=== Task details ===
For this exercise, reproduce the entries below exactly, but only from the line containing "Target: white cloud" through the line containing "Target: pink flower", both included.

(Image-grounded pointing data)
---
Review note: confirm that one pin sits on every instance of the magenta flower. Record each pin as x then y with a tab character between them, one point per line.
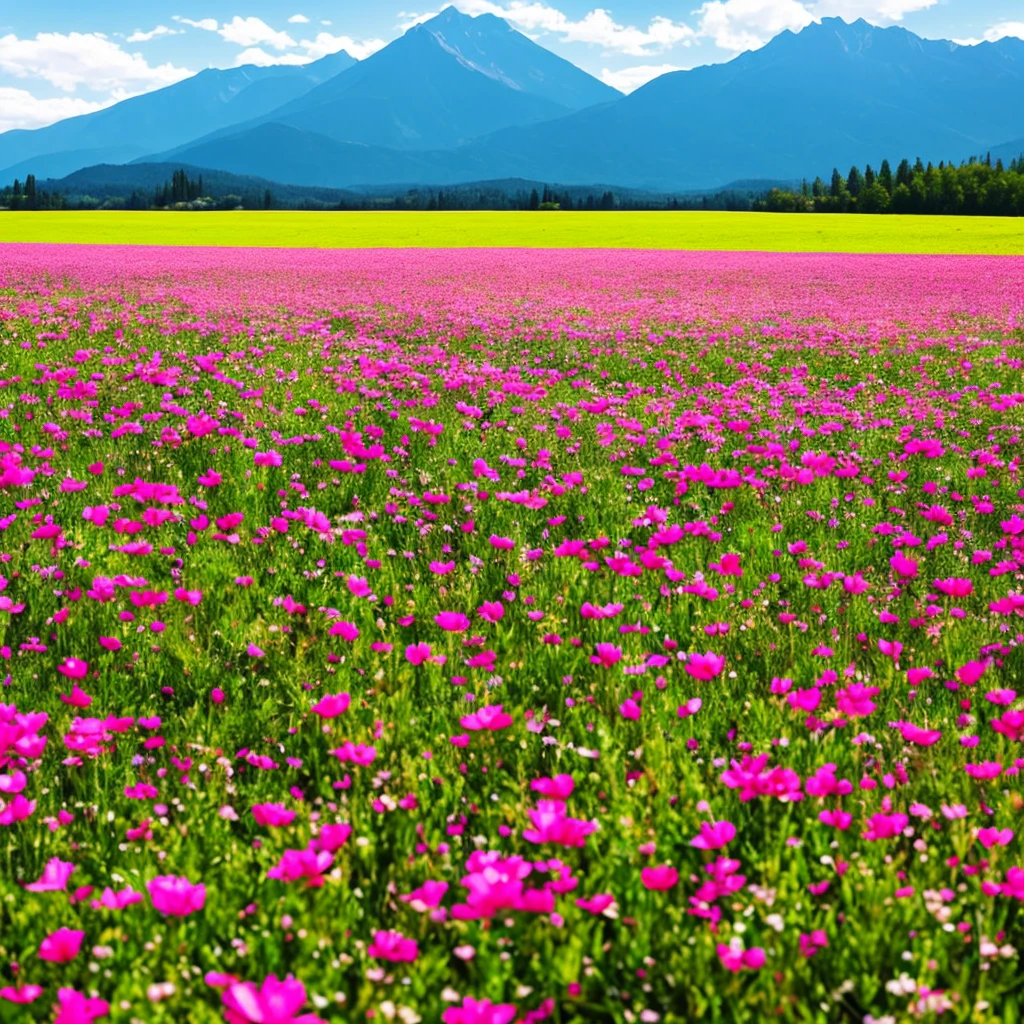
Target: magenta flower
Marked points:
487	719
332	706
61	945
606	654
273	1003
54	877
452	622
176	897
393	946
479	1012
855	700
74	1008
705	667
74	668
658	879
714	835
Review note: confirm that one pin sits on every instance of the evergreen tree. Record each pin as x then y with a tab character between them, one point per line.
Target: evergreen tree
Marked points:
886	177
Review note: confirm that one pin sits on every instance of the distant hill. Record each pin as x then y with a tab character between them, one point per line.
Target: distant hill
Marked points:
833	95
460	99
108	180
162	119
443	83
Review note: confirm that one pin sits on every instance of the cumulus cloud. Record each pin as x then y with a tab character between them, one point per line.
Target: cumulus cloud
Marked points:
257	55
143	37
19	109
597	27
325	43
628	79
747	25
88	58
254	32
1003	30
879	11
206	24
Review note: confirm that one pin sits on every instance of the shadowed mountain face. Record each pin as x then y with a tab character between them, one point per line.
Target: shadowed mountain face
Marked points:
441	84
464	99
833	95
159	120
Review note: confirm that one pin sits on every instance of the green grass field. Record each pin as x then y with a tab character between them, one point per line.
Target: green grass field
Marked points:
696	230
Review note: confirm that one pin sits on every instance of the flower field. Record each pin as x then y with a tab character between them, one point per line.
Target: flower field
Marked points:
492	636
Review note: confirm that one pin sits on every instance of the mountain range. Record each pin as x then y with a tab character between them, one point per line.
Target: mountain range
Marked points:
460	98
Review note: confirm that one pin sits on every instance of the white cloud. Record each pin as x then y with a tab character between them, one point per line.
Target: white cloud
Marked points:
257	55
325	43
410	19
1004	30
254	32
88	58
19	109
628	79
748	25
597	27
143	37
206	24
878	11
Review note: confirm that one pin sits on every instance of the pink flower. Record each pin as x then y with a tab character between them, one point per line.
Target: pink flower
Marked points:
606	654
491	611
658	879
272	815
176	897
296	865
705	667
347	631
452	622
332	706
994	837
885	826
61	945
855	700
273	1003
487	719
552	824
73	668
479	1012
22	995
903	566
714	835
74	1008
417	653
393	946
629	709
734	957
559	787
54	877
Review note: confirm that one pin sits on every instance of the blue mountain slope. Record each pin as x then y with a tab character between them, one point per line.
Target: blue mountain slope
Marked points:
163	119
441	84
834	94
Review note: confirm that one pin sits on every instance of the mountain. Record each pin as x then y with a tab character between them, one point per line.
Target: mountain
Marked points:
833	95
162	119
108	180
442	83
1007	152
281	153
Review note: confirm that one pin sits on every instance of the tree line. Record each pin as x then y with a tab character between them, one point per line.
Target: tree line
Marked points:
27	197
978	186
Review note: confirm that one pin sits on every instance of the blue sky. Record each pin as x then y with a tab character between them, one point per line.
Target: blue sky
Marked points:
61	57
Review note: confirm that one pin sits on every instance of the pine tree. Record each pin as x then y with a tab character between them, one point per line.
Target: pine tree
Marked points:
886	176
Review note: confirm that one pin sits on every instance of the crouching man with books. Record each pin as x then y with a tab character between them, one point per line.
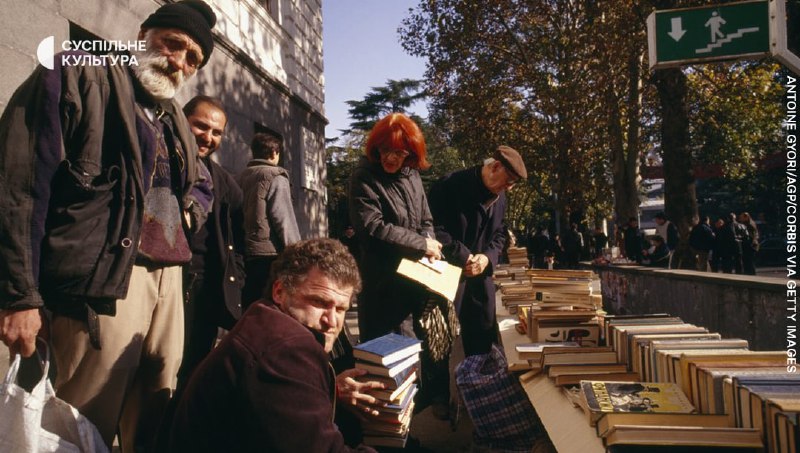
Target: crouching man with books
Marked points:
269	386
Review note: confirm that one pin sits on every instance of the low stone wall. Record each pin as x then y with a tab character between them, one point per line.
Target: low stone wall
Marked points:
740	306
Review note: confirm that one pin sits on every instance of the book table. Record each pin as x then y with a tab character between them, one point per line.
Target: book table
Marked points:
567	425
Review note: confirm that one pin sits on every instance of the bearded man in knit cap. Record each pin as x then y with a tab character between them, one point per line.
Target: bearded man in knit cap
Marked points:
101	183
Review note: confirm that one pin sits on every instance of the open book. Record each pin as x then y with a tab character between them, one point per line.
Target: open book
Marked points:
439	276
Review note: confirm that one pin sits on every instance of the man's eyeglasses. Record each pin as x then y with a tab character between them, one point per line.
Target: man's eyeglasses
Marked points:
398	153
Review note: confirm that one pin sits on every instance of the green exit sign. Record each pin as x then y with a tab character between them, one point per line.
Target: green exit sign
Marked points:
709	33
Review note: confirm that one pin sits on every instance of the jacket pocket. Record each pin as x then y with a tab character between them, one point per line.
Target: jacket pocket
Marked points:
78	223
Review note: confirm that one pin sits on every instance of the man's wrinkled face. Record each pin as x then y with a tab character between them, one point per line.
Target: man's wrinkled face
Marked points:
207	124
317	302
171	58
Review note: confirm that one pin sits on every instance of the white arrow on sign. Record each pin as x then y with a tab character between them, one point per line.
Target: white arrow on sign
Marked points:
677	29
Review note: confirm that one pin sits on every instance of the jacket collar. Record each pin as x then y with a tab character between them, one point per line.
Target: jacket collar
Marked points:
255	162
377	169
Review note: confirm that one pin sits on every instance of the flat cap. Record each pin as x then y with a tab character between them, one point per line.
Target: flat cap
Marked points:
511	159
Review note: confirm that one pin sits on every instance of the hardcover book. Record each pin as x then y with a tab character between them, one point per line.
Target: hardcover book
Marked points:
391	395
600	397
391	370
613	419
387	349
679	437
389	383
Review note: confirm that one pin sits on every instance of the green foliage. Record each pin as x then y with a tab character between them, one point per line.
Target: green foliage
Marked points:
736	115
396	96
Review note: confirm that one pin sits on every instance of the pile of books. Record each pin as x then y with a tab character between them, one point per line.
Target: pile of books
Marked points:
517	257
393	360
696	389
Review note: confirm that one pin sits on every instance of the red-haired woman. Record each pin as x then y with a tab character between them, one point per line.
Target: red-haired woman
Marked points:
390	213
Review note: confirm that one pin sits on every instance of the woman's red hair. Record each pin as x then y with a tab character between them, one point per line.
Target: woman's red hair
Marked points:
398	131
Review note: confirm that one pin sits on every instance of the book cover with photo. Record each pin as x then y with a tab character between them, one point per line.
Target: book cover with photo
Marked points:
600	397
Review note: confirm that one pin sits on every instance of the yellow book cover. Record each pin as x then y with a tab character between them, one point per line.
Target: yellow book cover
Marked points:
439	277
601	397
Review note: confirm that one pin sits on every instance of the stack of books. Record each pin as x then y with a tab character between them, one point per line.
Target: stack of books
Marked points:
745	400
517	257
657	416
393	360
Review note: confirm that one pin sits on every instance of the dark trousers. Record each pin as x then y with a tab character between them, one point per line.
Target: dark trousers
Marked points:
200	323
748	260
476	336
731	264
257	270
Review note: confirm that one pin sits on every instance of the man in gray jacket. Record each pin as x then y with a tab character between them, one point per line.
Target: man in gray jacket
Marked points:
99	183
269	221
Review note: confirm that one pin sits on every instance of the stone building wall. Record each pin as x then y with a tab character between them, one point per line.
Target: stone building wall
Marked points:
266	69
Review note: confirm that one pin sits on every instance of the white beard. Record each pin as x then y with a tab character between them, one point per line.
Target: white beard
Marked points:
152	73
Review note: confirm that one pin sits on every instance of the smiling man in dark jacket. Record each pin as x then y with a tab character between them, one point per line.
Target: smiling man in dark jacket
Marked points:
99	182
213	280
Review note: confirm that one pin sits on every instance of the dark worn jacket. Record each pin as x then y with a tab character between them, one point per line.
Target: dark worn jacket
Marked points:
72	189
226	234
702	237
267	387
269	220
391	217
465	226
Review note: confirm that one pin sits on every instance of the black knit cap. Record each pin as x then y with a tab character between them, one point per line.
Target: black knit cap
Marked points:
194	17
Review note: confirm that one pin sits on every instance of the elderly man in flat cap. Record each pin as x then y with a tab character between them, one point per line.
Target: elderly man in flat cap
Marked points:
468	209
100	184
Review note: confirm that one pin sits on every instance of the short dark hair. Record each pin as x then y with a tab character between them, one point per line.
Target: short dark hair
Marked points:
191	106
327	255
265	145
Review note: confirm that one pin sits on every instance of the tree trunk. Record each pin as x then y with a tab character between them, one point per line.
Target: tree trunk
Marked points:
625	153
680	201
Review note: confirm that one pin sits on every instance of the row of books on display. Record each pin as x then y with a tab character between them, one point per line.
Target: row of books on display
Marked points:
554	305
657	383
394	361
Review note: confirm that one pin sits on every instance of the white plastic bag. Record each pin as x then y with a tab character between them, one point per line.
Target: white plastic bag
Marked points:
39	422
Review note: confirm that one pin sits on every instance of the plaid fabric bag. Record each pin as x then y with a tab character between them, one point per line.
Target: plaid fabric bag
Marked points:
501	412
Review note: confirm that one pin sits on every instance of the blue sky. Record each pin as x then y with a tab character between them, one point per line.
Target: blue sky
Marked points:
361	50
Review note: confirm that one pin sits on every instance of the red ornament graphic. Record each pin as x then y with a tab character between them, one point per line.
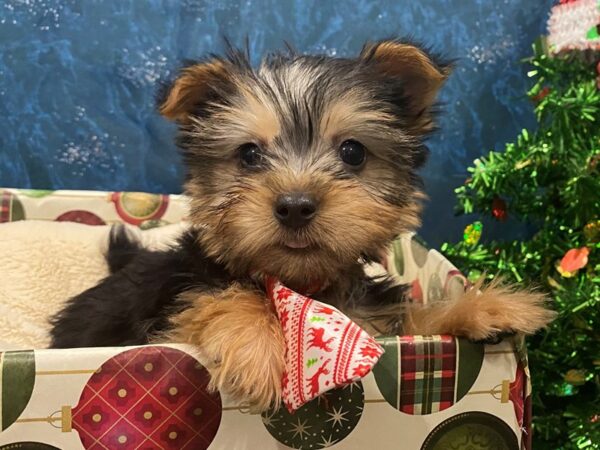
---
=== Exercise response ===
Target: white cloud
Marked points:
257	55
325	43
410	19
1004	30
254	32
88	58
19	109
628	79
748	25
597	27
143	37
206	24
878	11
Review note: confirm that one pin sits on every instance of the pink flower. Record each pin as x then y with a tab character between them, one point per line.
Target: pink flower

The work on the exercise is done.